== What you need to do ==
Rewrite the data below, changing every "metal panel" to "steel panel" and keeping everything else the same. Leave the pictures out.

++++ Supplied records

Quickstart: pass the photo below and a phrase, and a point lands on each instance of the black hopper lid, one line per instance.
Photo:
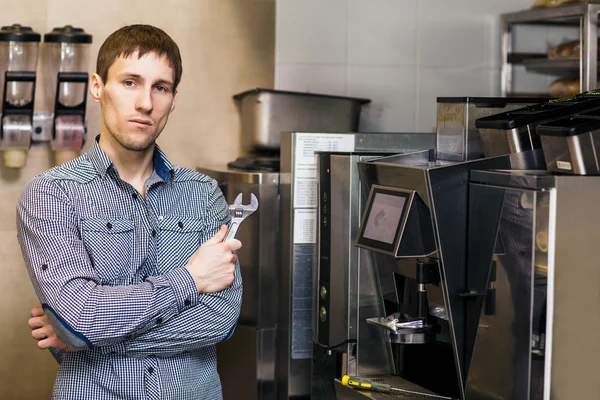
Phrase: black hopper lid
(67, 34)
(18, 33)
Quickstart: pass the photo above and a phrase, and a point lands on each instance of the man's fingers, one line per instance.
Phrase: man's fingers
(233, 244)
(37, 311)
(37, 322)
(218, 237)
(42, 333)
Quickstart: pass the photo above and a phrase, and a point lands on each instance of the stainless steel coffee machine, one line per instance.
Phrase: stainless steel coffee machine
(270, 354)
(415, 225)
(478, 264)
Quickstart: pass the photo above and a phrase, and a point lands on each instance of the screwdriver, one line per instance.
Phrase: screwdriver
(367, 384)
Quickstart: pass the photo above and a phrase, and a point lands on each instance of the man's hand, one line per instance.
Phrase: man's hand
(42, 331)
(213, 265)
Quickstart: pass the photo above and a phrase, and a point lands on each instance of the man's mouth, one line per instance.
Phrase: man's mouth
(141, 121)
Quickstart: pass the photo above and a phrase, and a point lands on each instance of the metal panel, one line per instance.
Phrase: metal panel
(573, 291)
(501, 364)
(246, 362)
(298, 260)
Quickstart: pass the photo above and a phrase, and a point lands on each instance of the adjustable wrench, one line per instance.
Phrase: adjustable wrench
(239, 213)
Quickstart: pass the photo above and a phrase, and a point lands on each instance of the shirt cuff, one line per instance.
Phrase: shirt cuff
(184, 288)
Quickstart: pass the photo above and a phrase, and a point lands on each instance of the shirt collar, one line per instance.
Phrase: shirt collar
(101, 162)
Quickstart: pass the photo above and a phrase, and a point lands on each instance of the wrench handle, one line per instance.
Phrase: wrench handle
(232, 231)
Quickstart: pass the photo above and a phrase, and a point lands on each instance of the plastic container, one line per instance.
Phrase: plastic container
(19, 48)
(265, 113)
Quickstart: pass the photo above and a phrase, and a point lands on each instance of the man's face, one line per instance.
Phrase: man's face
(136, 100)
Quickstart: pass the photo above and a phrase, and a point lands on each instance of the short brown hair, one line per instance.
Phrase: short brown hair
(143, 39)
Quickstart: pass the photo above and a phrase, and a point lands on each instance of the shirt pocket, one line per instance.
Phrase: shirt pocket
(178, 240)
(109, 244)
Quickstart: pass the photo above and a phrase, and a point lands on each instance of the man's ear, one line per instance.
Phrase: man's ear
(173, 104)
(96, 87)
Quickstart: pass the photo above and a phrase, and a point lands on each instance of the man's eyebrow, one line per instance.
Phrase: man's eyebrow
(129, 75)
(166, 82)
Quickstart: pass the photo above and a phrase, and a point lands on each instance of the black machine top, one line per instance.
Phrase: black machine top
(256, 163)
(493, 102)
(67, 34)
(539, 113)
(18, 33)
(571, 126)
(259, 90)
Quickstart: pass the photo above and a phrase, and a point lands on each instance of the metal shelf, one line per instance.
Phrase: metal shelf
(555, 67)
(583, 15)
(565, 14)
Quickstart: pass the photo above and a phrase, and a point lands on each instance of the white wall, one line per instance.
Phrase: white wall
(402, 54)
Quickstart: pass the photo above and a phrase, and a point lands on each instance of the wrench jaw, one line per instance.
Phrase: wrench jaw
(239, 212)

++++++++

== Solution for this problem ==
Quickstart: pass the photo below and a phrase, and a point lands on each instance of the black hopper lid, one line per instance.
Photo:
Phrase: black hopper lid
(67, 34)
(18, 33)
Quickstart: pass the photo above and a phrase, and a point lands on each instance of the man's fingers, one line per instance.
Phrase: man's fingers
(233, 244)
(37, 311)
(37, 322)
(218, 237)
(42, 333)
Quickstart: pass the photo above and a phrase, and a point lands on each instance of the stainless steel coffee machine, one line per instance.
Phrase: stainless steel coffee machine
(270, 354)
(415, 225)
(478, 264)
Quickstart: pass the photo above and a phrase, and a point lands on each instance of the screwdriver, one line per instance.
Phrase: screwdriver
(367, 384)
Quickstart: pass the photo above and a phrase, and a point lands on each instance of the man's hand, one line per instance.
Phrase: man's hand
(42, 331)
(213, 265)
Quickstart: pass the photo above and a phrase, and a point lands on each instance of the man's mouth, one line per instance.
Phrase: man's mouth
(141, 121)
Quickstart: pass the photo above and a phrase, and a point lands on each instance of the steel panel, one line per instance.
Phrase: steel panel
(573, 291)
(501, 364)
(246, 362)
(298, 260)
Quickstart: pass the photo above and a phrase, and a point lands on each instance of the adjustable wrench, one line per instance.
Phrase: adjustable wrench
(239, 213)
Quickstart: pass the photo above and a phrase, and a point lands on each instance of the shirt cuff, one line per instance.
Phrase: shirt cuff
(184, 288)
Quickstart: pass the photo above and a phrase, and a point lands on each instance of the shirt collar, one line per instance.
Phrase: shirt collar
(101, 162)
Quickstart: pass the photo above and a phrase, and a point lands on each instance of the wrench handle, one line per instance.
Phrase: wrench handle
(232, 231)
Quickstart: pass the photo above and a phrase, and a point lands on each instance of the plastic container, one line per instance.
Phrase: plastic container
(19, 48)
(265, 113)
Quickstart: pass the photo above and a phrase, and a point lands on each instance of the man's face, one line per instance.
Phrase: man's face
(136, 100)
Quickstart: pass the photo above and a phrase, and a point lands on each instance of the short brown hair, one line per instance.
Phrase: short brown hair
(143, 39)
Quickstart: pass the photo above and a phrase, and a point lands on each instance of the shirt pocket, one line per instance.
Phrase: shirt pocket
(178, 240)
(109, 244)
Quickstart: pass the photo above and a phrase, and a point lands on each instance of the man's ear, one line per instance.
Phrase: man's ear
(173, 104)
(96, 87)
Quickstart: pass the photo above and a phrase, and a point lands on each instance of the man's eyebrow, one line per instance.
Phrase: man's eyebrow
(129, 75)
(166, 82)
Quickstart: pass the photo above and a phrase, and a point lands on each instance of the black machine top, one line per instance.
Phrase: black machine top
(256, 163)
(493, 102)
(67, 34)
(539, 113)
(18, 33)
(571, 126)
(259, 90)
Quickstart: pass the photo above and a phrase, and a point lands on each instance of the metal shelf, one line per instance.
Phrase: metal shelf
(555, 67)
(583, 15)
(565, 14)
Quickstart: pass the photo above and a phrase, and a point lands on each instance of the white wall, one line per instance.
Phrase: white wall
(402, 54)
Quickstart: pass the photo above and a phrase, and a point lands on each instance of the wrench jaw, one line per instance.
Phrase: wrench jaw
(239, 212)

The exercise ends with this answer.